文档节选>
============================================================

【Python 库】bs4的使用

原创

Python爬虫案例 2022-12-28 17:13:20 博主文章分类：Python爬虫案例 ©著作权

©著作权归作者所有：来自51CTO博客作者Python爬虫案例的原创作品，请联系作者获取转载授权，否则将追究法律责任

和lxml一样，BeautifulSoup也是一个HTML/XML的解析器，主要的功能也是如何解析和提取 HTML/XML 数据。

BeautifulSoup，是一个第三方的库，所以使用之前需要安装，安装方法，输入cmd,调出黑窗口，输入：

pip install bs4

它的作用是能够快速方便简单的提取网页中指定的内容，给我一个网页字符串，然后使用它的接口将网页字符串生成一个对象，然后通过这个对象的方法来提取数据。

具体的使用情况请看如下演示代码：

# !/usr/bin/env python
# _*_ coding:utf-8 _*_


from bs4 import BeautifulSoup
import re


def bs_method():
    html = """
         <html><head><title>The Dormouse's story</title></head>
         <body>
         <p class="title" name="dromouse"><b>The Dormouse's story</b></p>
         <p class="story">Once upon a time there were three little sisters; and their names were
         <a href="http://example.com/elsie" class="sister" id="link1"><!-- Elsie --></a>,
         <a href="http://example.com/lacie" class="sister" id="link2">Lacie</a> and
         <a href="http://example.com/tillie" class="sister" id="link3">Tillie</a>;
         and they lived at the bottom of a well.</p>
         <p class="story">...</p>
         """

============================================================

提取材料>
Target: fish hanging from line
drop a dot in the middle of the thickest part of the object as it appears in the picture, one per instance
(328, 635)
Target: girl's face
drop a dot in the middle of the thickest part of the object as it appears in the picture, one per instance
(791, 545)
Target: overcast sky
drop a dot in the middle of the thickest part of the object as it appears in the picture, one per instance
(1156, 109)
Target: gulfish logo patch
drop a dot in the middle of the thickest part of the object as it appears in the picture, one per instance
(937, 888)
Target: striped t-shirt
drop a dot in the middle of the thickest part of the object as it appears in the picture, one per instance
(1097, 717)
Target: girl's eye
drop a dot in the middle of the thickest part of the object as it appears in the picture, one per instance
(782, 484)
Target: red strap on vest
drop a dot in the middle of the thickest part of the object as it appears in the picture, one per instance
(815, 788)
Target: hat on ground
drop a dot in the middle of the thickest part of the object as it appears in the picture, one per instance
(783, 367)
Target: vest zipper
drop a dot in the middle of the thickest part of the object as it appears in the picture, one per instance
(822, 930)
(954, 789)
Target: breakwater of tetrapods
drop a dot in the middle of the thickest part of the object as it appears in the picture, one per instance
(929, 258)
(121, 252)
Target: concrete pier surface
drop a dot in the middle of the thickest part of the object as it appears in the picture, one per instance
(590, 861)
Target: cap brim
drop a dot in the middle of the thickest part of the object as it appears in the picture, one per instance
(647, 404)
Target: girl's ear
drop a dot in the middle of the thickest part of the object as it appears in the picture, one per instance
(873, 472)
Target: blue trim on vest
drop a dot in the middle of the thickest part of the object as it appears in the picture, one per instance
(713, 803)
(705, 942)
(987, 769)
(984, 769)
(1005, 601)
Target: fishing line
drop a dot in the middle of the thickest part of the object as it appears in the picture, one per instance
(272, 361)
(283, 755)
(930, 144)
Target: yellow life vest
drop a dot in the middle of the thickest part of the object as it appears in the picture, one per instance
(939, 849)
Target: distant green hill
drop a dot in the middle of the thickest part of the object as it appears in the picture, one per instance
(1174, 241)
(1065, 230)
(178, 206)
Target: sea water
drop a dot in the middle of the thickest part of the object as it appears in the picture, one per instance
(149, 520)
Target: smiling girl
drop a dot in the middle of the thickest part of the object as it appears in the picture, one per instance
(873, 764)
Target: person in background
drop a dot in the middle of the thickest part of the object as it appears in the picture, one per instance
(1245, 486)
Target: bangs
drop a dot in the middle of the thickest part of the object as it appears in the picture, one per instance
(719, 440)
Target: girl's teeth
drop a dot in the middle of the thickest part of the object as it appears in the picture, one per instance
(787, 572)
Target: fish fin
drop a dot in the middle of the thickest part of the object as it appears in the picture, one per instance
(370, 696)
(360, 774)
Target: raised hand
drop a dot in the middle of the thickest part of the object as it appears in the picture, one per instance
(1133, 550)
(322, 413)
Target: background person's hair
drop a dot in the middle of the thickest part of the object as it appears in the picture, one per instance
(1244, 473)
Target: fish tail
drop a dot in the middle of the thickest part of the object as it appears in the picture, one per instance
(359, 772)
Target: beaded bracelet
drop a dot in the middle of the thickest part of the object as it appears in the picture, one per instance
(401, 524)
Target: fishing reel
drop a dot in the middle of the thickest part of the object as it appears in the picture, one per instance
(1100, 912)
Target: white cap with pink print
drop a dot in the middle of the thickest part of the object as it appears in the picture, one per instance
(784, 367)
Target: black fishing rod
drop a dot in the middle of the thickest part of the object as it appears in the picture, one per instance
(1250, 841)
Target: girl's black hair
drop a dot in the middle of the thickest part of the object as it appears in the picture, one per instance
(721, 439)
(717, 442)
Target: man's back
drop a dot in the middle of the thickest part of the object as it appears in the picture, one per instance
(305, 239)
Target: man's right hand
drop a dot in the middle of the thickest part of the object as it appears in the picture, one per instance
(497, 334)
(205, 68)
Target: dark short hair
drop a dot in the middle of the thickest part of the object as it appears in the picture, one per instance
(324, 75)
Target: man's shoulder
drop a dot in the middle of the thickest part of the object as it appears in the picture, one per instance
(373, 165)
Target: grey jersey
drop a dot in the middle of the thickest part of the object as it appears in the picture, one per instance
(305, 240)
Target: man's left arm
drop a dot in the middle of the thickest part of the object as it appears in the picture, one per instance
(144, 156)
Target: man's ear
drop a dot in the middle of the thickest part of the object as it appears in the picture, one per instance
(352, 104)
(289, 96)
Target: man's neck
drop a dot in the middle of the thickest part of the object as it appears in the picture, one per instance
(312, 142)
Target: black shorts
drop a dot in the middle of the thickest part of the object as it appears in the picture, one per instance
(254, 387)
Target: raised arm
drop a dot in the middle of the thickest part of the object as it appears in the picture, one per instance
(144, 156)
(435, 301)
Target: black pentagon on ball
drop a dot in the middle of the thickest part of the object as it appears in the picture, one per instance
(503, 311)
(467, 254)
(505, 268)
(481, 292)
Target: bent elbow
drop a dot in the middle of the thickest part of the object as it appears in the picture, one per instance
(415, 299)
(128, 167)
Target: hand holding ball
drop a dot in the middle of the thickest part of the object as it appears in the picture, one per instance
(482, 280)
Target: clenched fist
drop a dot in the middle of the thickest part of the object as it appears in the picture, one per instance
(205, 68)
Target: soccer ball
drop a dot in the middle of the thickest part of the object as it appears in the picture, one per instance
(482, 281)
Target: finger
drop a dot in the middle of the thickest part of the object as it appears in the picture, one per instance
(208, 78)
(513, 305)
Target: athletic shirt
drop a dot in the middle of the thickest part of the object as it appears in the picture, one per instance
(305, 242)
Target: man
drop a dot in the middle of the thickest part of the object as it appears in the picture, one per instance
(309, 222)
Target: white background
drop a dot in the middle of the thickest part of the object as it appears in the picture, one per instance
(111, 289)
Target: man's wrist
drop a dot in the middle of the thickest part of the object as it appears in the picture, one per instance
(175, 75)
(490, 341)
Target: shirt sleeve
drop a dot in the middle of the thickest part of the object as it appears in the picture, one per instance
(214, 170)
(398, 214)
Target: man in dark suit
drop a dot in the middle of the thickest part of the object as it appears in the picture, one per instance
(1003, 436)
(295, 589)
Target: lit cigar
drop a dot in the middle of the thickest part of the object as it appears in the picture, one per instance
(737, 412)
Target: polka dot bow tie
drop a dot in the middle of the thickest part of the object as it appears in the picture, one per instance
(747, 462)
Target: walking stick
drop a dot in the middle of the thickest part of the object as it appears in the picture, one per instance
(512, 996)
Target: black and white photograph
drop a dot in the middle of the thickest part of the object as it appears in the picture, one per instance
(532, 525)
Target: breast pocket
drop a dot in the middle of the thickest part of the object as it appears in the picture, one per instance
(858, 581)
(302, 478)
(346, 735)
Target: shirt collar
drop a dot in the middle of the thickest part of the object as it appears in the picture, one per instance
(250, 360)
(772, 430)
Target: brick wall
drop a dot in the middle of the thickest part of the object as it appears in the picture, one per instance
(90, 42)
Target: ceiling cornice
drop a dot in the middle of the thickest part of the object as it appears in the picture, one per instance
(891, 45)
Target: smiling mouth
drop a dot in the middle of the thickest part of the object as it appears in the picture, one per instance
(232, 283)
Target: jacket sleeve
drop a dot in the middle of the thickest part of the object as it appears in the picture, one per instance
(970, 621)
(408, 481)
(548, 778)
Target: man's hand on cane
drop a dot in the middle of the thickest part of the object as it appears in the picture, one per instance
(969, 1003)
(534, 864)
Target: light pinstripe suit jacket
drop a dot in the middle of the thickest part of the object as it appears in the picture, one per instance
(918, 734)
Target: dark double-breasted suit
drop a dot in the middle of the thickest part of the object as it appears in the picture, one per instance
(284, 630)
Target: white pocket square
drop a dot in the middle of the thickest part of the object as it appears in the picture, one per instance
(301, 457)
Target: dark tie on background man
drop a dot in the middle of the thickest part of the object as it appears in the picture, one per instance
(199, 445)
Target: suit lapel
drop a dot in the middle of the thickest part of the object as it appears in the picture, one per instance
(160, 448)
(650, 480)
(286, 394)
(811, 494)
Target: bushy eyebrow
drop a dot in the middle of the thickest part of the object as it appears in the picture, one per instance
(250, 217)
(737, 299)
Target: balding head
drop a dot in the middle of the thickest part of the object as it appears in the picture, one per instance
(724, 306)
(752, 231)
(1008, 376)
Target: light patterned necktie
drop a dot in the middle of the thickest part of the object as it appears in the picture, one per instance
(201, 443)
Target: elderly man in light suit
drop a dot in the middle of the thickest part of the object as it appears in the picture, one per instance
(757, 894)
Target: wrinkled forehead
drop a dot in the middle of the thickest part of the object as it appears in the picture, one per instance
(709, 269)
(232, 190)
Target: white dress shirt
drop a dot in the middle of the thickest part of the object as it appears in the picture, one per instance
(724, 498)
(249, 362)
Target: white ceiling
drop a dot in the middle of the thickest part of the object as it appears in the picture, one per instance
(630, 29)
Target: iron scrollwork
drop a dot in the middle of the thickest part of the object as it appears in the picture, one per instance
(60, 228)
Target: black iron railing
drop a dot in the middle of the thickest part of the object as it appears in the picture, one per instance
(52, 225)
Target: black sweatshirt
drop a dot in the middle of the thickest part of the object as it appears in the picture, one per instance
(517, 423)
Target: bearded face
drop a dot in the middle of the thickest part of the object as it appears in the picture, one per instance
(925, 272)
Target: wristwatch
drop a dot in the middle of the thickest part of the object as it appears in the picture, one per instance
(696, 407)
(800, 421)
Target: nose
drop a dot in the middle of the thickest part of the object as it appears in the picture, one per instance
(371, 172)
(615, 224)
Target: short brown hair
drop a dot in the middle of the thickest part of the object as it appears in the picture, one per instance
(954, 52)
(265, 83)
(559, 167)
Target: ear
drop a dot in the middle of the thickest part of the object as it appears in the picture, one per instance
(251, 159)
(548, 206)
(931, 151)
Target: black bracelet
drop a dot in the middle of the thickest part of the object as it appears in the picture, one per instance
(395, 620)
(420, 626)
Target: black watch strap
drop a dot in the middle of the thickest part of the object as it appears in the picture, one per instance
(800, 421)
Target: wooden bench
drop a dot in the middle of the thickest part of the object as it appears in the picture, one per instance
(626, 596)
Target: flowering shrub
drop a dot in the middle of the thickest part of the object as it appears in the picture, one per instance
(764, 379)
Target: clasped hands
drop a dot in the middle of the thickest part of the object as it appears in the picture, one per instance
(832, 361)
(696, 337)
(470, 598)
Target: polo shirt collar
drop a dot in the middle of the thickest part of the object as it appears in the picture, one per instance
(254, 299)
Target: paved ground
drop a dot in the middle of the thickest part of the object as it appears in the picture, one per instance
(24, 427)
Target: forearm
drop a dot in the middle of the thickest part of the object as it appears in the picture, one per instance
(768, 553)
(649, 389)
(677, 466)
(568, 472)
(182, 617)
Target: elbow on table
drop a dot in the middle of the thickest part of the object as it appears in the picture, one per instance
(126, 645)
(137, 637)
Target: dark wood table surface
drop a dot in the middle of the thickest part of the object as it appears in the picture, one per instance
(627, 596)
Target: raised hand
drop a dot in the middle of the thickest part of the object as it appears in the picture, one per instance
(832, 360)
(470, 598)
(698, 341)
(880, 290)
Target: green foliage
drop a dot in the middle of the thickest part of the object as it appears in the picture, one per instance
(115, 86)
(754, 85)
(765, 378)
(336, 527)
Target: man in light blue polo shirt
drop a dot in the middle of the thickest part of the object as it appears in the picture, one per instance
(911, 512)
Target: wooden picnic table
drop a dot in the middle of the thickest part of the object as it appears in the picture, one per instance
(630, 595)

============================================================

练习说明>
1. 请改写这篇bs4教程中从“Python爬虫案例 2022-12-28 17:13:20”到“过这个对象的方法来提取数据。”的这一段，把其中的“解析器”换成“解析工具”。
2. 请为这篇bs4教程续写下文。
完成练习时无需参考这些记录。

参考答案>
1.
Python爬虫案例 2022-12-28 17:13:20 博主文章分类：Python爬虫案例 ©著作权

©著作权归作者所有：来自51CTO博客作者Python爬虫案例的原创作品，请联系作者获取转载授权，否则将追究法律责任

和lxml一样，BeautifulSoup也是一个HTML/XML的解析工具，主要的功能也是如何解析和提取 HTML/XML 数据。

BeautifulSoup，是一个第三方的库，所以使用之前需要安装，安装方法，输入cmd,调出黑窗口，输入：

pip install bs4

它的作用是能够快速方便简单的提取网页中指定的内容，给我一个网页字符串，然后使用它的接口将网页字符串生成一个对象，然后通过这个对象的方法来提取数据。

2.
    # 1.转换类型
    soup = BeautifulSoup(html, "lxml")
    # 2.find -->只找一个复合条件
    p = soup.find("p")
    p = soup.find(attrs={"class":"title"})
    p = soup.find(text="...")
    p = soup.find(re.compile("^b"))


    # 3.findall-->列表  全局搜索
    p = soup.find_all("p")
    # print len(p)


    # 4.select-->列表 全局搜索  CSS 选择器
    #ID
    #标签
    #类
    #层级选择器
    #并集选择器
    #属性选择器


    a = soup.select("#link2")
    a = soup.select("a")
    a = soup.select(".sister")
    a = soup.select("p #link2")
    a = soup.select("title,a")
    p = soup.select('p[class="story"]')[1]


    # 获取标签包裹的内容
    p_content = p.get_text()
    # 获取属性:默认是列表
    p_class = p.get("class")
    print(p_class[0])


if __name__ == '__main__':
    bs_method()